TASK DETAILS ::
No line of the records may be dropped; print them all again exactly.

MATERIAL FOR THIS TASK ::

....

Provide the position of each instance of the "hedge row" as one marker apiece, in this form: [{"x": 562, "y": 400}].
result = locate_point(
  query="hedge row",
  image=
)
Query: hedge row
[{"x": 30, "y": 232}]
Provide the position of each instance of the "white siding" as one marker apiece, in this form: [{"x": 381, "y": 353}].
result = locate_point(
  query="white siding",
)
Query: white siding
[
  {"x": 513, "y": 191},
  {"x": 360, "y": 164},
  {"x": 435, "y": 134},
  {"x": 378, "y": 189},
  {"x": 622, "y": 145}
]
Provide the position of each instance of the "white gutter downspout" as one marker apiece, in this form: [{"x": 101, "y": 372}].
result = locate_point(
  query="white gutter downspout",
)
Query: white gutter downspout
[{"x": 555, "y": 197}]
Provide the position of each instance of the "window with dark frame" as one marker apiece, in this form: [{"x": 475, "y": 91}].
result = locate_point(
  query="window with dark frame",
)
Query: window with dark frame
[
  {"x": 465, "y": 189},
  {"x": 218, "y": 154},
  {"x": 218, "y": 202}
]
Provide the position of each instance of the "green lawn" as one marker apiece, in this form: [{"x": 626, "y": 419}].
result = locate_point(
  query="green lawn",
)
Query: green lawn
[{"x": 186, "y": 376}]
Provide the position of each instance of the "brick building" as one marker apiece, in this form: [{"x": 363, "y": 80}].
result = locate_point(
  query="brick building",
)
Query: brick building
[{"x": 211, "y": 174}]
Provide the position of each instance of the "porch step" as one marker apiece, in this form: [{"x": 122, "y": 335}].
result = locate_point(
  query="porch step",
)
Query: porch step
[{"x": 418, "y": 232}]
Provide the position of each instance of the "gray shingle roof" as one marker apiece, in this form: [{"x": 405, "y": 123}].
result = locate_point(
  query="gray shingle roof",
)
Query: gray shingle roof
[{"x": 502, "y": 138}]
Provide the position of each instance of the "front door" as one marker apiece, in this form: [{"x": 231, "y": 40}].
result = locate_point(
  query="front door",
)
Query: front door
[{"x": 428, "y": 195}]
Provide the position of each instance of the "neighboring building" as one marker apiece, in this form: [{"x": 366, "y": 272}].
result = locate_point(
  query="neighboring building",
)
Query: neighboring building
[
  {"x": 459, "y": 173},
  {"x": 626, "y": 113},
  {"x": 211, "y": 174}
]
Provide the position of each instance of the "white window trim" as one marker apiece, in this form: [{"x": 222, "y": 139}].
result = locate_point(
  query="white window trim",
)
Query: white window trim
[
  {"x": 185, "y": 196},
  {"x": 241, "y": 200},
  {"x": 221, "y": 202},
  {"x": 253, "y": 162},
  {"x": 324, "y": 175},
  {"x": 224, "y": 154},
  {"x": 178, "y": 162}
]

....

ANSWER TO THE PROBLEM ::
Provide the position of each instance of the "hedge row" as one marker apiece, in this form: [{"x": 562, "y": 400}].
result = locate_point(
  query="hedge row",
  image=
)
Query: hedge row
[{"x": 30, "y": 232}]
Provide the position of each instance of the "white siding" as one marker apiece, in this form: [{"x": 381, "y": 353}].
result = locate_point(
  query="white siding",
)
Query: white siding
[
  {"x": 513, "y": 191},
  {"x": 360, "y": 164},
  {"x": 435, "y": 134},
  {"x": 378, "y": 189},
  {"x": 622, "y": 145}
]
Provide the position of each instance of the "white gutter downspout" as one marker apiece, in this form: [{"x": 101, "y": 372}].
result = locate_point(
  query="white gutter downspout",
)
Query: white gutter downspout
[{"x": 555, "y": 197}]
Provide the position of each instance of the "window with dark frame" as one marker apiece, in this form: [{"x": 475, "y": 91}].
result = locate_point(
  query="window with dark frame",
)
Query: window with dark frame
[
  {"x": 465, "y": 189},
  {"x": 218, "y": 154},
  {"x": 218, "y": 202}
]
Provide the position of each instance of the "green lawn" as one marker apiece, in this form: [{"x": 626, "y": 419}].
result = locate_point(
  query="green lawn",
)
Query: green lawn
[{"x": 186, "y": 376}]
Provide the position of each instance of the "brick building" as one marker apiece, in this form: [{"x": 363, "y": 80}].
result = locate_point(
  query="brick building",
)
Query: brick building
[{"x": 211, "y": 174}]
Provide the position of each instance of the "porch step" as one marker apiece, in this form: [{"x": 122, "y": 335}].
result = locate_point(
  query="porch step",
)
Query: porch step
[{"x": 418, "y": 232}]
Provide the position of each instance of the "gray shingle roof" as one marker apiece, in this form: [{"x": 405, "y": 123}].
result = locate_point(
  query="gray shingle roof",
)
Query: gray shingle roof
[{"x": 502, "y": 138}]
Provide the position of each instance of the "front door" as one marker apiece, in this form: [{"x": 231, "y": 40}].
result = locate_point(
  query="front door",
)
Query: front door
[{"x": 428, "y": 195}]
Provide the position of each instance of the "neighboring building" as one marker apiece, in this form: [{"x": 366, "y": 272}].
result = locate_point(
  query="neighboring building",
)
Query: neighboring building
[
  {"x": 459, "y": 173},
  {"x": 626, "y": 113},
  {"x": 211, "y": 174}
]
Provide the position of each instance of the "white window trim" as one marker apiece, in this form: [{"x": 222, "y": 139}].
result = locate_point(
  query="white window trim",
)
Query: white window trim
[
  {"x": 185, "y": 196},
  {"x": 241, "y": 200},
  {"x": 221, "y": 202},
  {"x": 253, "y": 162},
  {"x": 324, "y": 175},
  {"x": 224, "y": 154},
  {"x": 178, "y": 162}
]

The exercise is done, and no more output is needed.